[BEGIN DOCUMENT EXTRACT]
34 Md. App. 672

JOSEPH T. SHAVER et ux. v. LYNN RAYMOND DAVIS

[No. 516,

September Term, 1976.]

Decided February 7, 1977.

The cause was argued before Powers, Menchine and Moore, JJ.

Thomas V. Friedman, with whom were Rosen, Esterson & Friedman on the brief, for appellants.

*673E. Dale Adkins, III, with whom were Robert H. Bouse, Jr., and Anderson, Coe & King on the brief, for appellee.

Powers, J.,

delivered the opinion of the Court.

Trial of this suit of Joseph T. Shaver against Lynn Raymond Davis having resulted in a jury verdict in favor of the defendant, Shaver and his wife, who joined him in a loss of consortium claim, have appealed from the judgment entered on that verdict. Trial was held in the Circuit Court for Howard County in January, 1976, Judge George B. Rasin presiding.

We need to consider only the assertion by the appellants that the trial judge erred in his instruction to the jury on the law relating to automatic traffic signals. The factual basis for the instruction is virtually undisputed. At about 10:00 A.M. on 18 December 1973, Mr. Shaver was driving north on U. S. Route 1, a north-south dual highway in Howard County, approaching its intersection with Waterloo Road, also a dual highway, which runs generally east and west. The intersection is controlled by a traffic light. There was a stipulation describing the times and sequences of the various colors, but the details are not significant to the question in this case.
[END DOCUMENT EXTRACT]
[BEGIN GIVEN RECORDS]
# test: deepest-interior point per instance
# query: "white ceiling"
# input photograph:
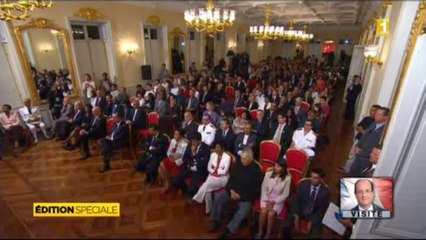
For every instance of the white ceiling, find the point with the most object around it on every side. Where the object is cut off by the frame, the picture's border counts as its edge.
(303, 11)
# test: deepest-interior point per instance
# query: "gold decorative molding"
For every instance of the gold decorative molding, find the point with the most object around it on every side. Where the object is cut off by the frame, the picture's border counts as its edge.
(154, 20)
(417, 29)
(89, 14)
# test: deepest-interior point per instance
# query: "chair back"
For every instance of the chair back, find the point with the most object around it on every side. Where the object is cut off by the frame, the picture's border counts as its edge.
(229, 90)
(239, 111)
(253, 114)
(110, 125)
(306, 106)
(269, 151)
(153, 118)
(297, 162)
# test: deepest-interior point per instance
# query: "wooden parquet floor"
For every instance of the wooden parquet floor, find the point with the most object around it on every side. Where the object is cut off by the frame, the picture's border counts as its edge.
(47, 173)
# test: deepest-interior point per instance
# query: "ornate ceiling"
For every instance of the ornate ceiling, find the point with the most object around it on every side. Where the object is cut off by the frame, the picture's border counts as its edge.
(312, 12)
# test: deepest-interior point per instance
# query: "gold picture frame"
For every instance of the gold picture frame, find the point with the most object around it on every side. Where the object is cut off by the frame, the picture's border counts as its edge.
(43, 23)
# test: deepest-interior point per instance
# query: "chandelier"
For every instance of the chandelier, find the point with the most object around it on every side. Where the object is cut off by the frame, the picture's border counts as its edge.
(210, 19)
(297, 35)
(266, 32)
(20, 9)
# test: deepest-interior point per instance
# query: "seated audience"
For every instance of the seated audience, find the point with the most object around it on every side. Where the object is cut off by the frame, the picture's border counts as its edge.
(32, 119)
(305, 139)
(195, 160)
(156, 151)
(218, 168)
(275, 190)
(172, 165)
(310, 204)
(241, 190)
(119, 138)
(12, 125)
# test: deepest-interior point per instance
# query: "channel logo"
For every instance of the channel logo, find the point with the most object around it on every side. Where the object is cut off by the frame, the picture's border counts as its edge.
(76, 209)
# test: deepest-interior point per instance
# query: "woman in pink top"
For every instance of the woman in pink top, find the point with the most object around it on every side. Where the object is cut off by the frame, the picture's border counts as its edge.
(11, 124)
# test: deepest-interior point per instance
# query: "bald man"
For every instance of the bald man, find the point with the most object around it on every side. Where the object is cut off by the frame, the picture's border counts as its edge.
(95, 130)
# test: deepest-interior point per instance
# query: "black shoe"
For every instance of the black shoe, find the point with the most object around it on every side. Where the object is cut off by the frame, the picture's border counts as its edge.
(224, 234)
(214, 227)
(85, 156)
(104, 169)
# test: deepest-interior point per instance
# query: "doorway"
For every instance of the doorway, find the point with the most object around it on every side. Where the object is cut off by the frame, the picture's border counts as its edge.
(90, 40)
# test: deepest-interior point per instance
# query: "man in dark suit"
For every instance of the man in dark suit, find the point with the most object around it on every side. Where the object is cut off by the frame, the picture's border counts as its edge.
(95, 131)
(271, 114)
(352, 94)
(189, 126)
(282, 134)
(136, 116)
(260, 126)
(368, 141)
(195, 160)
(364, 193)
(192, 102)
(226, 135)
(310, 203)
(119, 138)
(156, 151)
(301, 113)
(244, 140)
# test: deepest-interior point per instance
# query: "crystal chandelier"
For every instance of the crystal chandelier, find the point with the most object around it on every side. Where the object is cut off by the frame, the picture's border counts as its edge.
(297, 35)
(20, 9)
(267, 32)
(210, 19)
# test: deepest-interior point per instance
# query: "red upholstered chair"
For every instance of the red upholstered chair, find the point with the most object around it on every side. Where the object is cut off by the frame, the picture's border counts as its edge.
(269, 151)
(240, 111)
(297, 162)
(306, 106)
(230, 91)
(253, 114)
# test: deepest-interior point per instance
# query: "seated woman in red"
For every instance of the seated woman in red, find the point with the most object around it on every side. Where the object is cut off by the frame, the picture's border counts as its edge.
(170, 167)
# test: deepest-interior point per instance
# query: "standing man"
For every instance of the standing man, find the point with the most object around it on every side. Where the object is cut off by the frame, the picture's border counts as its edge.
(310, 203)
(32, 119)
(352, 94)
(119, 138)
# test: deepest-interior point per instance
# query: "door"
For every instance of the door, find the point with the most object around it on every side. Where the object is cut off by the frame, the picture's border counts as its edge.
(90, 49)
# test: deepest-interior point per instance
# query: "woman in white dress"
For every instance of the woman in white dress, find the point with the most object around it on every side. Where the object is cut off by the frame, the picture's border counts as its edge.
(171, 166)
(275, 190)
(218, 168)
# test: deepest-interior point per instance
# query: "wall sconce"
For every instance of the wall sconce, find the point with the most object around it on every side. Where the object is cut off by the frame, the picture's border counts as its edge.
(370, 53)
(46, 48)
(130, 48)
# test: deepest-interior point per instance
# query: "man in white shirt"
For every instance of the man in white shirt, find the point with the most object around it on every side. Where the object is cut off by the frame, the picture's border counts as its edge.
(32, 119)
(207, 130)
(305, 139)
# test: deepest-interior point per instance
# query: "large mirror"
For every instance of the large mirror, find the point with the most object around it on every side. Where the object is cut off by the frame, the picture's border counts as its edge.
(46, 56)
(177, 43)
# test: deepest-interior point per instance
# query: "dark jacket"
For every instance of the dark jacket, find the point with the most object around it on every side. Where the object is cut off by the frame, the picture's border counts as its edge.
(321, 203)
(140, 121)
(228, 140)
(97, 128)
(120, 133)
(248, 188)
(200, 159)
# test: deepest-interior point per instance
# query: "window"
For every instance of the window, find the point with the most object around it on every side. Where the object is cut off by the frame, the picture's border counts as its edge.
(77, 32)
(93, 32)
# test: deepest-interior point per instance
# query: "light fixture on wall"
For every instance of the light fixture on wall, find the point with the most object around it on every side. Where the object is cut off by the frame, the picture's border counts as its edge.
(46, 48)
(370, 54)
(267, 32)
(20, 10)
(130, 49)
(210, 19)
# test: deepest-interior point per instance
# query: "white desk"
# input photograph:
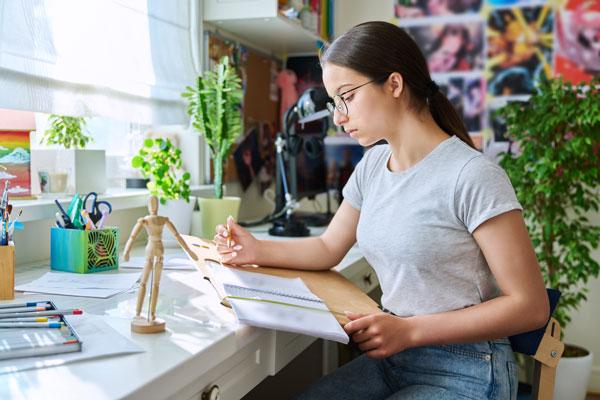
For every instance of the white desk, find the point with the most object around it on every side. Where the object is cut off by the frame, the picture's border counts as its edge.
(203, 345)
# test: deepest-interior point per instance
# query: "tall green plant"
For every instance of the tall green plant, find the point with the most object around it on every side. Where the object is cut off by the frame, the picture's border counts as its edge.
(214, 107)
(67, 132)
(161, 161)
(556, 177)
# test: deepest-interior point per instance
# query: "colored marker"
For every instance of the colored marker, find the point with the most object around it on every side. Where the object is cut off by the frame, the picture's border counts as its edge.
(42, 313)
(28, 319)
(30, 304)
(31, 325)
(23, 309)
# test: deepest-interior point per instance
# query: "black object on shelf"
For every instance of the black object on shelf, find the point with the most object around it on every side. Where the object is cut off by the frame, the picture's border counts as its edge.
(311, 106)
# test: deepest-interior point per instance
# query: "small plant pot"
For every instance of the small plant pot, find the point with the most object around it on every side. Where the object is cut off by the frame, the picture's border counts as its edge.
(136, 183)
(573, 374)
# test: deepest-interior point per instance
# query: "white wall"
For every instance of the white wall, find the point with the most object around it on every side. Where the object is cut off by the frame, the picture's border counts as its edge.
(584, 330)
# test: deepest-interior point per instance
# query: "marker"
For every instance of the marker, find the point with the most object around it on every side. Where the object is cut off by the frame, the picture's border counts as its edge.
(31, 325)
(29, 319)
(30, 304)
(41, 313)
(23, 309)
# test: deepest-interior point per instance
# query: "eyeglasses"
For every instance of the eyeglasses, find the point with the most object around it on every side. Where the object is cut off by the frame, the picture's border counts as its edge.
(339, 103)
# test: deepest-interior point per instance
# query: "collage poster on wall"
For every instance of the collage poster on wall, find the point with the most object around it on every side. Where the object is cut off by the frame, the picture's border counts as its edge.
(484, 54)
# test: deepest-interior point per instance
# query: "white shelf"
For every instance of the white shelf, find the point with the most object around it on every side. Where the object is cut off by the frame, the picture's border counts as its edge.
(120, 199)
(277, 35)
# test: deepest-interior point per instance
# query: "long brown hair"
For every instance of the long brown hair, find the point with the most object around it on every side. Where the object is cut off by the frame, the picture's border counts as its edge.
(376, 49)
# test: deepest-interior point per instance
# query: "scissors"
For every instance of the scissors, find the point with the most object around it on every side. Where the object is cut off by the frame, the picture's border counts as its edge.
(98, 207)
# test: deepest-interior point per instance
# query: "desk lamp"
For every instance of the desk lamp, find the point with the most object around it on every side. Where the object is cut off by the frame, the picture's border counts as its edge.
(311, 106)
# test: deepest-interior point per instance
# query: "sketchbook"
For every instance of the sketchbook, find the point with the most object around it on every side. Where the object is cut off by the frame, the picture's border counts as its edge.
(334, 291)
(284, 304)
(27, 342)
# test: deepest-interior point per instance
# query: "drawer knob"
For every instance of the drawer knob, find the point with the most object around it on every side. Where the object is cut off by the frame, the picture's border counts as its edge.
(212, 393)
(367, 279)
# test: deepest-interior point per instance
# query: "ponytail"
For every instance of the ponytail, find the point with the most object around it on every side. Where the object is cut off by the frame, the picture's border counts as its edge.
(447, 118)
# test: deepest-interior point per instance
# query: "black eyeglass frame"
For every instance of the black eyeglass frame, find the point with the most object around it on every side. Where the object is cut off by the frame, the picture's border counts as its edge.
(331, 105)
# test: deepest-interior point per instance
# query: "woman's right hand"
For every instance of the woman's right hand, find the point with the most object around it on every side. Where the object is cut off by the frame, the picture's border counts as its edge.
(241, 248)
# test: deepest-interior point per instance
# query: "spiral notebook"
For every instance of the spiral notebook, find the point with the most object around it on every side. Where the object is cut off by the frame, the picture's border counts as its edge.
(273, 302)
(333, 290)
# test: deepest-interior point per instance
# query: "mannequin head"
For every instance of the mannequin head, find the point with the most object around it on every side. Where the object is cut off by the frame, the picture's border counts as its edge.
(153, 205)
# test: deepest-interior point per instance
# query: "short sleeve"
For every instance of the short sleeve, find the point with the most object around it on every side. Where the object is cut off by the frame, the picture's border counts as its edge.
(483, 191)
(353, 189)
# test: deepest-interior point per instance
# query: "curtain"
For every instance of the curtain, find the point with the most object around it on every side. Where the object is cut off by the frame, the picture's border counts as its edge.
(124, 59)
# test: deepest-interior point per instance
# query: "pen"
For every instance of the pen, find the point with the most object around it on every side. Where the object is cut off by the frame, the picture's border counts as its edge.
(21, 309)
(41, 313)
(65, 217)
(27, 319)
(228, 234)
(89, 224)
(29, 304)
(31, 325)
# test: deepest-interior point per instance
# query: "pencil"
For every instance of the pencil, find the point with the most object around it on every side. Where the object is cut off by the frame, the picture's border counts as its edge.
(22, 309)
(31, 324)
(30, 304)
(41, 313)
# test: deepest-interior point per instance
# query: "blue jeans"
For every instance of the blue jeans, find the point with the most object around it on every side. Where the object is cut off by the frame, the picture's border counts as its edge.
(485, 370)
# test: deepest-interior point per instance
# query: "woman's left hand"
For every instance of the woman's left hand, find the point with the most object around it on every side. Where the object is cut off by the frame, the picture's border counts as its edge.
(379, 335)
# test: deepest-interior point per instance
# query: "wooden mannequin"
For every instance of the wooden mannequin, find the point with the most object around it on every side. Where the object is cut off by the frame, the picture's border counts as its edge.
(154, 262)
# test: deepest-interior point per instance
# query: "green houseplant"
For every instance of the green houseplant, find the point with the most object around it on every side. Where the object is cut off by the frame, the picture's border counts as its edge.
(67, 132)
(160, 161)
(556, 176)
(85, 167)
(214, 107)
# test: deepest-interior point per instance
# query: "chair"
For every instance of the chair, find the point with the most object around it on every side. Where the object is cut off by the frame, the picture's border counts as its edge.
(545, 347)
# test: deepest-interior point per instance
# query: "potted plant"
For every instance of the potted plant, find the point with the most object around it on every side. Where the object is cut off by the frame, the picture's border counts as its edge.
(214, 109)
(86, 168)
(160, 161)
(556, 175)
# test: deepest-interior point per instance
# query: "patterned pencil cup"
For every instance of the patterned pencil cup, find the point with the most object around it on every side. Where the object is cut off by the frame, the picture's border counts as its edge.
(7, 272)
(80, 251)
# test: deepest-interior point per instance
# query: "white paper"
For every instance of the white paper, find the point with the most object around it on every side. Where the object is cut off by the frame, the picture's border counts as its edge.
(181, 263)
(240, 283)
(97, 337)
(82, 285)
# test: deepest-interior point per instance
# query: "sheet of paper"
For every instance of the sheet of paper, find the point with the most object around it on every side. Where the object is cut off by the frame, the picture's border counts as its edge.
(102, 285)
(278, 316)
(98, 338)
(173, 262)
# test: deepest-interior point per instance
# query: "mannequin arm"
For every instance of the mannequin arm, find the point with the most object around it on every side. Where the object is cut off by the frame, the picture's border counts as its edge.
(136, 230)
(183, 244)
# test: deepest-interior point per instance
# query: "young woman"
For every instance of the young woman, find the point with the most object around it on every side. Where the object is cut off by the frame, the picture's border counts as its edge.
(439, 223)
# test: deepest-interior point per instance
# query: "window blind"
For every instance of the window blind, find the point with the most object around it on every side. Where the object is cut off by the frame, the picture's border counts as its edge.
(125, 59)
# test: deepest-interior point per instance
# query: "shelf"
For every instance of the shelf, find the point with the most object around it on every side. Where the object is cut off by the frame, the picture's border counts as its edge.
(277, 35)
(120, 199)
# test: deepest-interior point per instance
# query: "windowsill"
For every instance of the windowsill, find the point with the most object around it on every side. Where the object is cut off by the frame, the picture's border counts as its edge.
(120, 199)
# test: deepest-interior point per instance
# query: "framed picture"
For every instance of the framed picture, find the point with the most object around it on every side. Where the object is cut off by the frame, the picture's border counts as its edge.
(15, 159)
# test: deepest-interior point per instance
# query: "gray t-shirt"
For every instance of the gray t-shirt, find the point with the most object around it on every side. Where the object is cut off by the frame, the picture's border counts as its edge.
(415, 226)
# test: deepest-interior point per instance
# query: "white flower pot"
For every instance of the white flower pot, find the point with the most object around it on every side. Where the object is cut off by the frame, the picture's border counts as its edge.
[END GIVEN RECORDS]
» WHAT YOU ARE ASKED TO DO:
Answer these questions about the court opinion:
(a) Which judge delivered the opinion of the Court?
(b) In which court and in what month and year was the trial held?
(c) On what road and in which direction was Mr. Shaver driving on 18 December 1973?

» WRITTEN RESPONSE:
(a) Judge Powers.
(b) The Circuit Court for Howard County, in January 1976.
(c) He was driving north on U. S. Route 1.